| Challenge |
Select and copy every line in the items below that contains the word "shorts". The match is case-sensitive.

[Source records]

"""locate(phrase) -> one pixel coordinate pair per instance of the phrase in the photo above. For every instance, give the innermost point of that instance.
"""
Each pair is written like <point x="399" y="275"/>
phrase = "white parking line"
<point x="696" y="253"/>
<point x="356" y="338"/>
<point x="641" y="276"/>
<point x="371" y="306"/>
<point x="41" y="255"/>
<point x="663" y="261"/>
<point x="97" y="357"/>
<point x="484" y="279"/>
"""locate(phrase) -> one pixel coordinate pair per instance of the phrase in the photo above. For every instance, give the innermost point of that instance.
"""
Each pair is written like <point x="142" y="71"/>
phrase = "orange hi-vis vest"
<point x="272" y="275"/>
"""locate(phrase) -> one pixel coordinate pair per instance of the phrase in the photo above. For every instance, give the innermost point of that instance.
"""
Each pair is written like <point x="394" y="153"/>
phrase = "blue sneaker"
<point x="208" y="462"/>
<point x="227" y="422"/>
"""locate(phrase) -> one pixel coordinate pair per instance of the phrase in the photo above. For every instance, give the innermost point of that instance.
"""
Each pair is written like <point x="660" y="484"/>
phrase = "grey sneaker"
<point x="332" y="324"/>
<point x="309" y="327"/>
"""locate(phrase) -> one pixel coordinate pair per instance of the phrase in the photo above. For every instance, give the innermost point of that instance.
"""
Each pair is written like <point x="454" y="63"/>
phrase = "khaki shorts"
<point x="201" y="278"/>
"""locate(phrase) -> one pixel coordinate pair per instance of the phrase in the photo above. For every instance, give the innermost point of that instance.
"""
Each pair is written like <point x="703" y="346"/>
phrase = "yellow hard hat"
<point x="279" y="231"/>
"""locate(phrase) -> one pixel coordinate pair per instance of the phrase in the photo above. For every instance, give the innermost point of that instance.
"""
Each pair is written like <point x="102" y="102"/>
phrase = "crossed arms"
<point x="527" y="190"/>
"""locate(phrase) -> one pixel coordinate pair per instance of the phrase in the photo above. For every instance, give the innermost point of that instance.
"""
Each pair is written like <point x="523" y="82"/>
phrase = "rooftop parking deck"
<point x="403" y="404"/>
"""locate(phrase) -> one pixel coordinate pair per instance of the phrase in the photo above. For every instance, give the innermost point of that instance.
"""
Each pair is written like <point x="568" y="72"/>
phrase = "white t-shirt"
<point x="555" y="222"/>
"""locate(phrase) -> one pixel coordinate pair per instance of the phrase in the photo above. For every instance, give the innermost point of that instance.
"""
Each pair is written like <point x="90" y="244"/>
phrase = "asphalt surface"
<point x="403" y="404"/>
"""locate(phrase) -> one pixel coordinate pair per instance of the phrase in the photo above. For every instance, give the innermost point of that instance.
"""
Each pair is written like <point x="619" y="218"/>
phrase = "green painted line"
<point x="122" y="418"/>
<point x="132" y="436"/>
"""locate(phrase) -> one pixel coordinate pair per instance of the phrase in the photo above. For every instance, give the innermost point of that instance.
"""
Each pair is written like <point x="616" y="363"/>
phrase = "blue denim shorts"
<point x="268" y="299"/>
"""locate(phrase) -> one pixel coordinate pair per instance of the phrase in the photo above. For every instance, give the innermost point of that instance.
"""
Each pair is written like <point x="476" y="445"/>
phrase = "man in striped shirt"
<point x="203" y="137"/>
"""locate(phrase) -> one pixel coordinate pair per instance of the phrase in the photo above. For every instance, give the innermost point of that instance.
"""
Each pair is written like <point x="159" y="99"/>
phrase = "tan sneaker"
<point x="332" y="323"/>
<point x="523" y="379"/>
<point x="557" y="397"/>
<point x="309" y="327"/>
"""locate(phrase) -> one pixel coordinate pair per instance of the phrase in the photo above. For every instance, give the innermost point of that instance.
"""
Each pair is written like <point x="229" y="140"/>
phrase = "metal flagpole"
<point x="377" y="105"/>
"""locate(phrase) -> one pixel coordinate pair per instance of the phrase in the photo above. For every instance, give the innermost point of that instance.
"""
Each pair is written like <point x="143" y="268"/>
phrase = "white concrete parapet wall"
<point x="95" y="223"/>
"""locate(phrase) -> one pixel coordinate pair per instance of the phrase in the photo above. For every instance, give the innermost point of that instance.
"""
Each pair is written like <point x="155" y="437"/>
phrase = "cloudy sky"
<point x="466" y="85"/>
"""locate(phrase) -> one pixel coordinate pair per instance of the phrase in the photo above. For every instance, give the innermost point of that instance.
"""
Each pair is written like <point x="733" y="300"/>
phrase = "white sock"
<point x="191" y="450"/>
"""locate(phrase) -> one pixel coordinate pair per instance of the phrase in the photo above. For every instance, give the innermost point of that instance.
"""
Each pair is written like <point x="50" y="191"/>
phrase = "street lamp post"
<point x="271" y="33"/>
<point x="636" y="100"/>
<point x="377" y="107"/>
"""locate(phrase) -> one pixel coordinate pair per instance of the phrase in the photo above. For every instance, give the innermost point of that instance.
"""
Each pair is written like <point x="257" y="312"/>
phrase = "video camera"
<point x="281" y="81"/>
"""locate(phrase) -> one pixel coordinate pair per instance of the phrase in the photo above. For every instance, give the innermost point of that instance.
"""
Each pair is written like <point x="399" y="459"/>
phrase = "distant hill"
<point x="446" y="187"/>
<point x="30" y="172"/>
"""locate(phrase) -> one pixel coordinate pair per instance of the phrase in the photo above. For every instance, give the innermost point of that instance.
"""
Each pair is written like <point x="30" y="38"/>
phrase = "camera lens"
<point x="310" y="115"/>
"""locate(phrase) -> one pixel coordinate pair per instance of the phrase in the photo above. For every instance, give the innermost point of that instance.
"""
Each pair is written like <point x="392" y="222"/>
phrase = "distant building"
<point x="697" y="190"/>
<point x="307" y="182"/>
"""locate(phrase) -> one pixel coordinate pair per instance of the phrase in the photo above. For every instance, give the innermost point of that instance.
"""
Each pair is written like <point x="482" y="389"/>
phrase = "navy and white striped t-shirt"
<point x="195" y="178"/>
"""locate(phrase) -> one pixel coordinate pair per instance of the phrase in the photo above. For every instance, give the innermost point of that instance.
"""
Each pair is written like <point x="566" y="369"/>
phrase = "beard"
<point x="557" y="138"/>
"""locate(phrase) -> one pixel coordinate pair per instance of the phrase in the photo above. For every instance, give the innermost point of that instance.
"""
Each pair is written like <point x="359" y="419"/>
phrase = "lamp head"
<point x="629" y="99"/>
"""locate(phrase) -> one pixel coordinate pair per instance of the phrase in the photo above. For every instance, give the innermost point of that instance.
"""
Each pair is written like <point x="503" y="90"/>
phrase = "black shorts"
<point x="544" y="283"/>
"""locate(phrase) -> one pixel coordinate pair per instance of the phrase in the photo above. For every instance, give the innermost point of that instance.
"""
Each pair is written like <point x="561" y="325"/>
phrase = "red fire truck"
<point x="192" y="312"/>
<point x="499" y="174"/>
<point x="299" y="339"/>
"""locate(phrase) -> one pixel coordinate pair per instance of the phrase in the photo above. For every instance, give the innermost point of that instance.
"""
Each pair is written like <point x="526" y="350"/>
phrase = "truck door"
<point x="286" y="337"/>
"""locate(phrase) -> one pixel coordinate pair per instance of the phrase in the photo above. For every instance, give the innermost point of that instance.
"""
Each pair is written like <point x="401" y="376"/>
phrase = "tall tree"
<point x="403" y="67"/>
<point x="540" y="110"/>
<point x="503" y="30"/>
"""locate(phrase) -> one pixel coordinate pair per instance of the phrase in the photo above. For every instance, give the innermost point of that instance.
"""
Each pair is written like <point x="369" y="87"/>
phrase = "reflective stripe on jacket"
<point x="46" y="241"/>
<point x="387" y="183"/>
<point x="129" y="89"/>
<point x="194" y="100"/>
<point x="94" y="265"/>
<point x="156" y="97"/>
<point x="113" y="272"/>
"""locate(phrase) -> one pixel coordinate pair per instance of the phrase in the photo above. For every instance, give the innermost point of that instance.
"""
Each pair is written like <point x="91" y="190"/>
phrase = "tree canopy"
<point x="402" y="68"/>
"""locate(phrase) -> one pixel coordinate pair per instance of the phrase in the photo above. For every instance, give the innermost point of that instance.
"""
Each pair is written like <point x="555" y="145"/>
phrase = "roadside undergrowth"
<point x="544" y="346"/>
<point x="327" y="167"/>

| Output |
phrase = "khaki shorts"
phrase = "blue denim shorts"
phrase = "black shorts"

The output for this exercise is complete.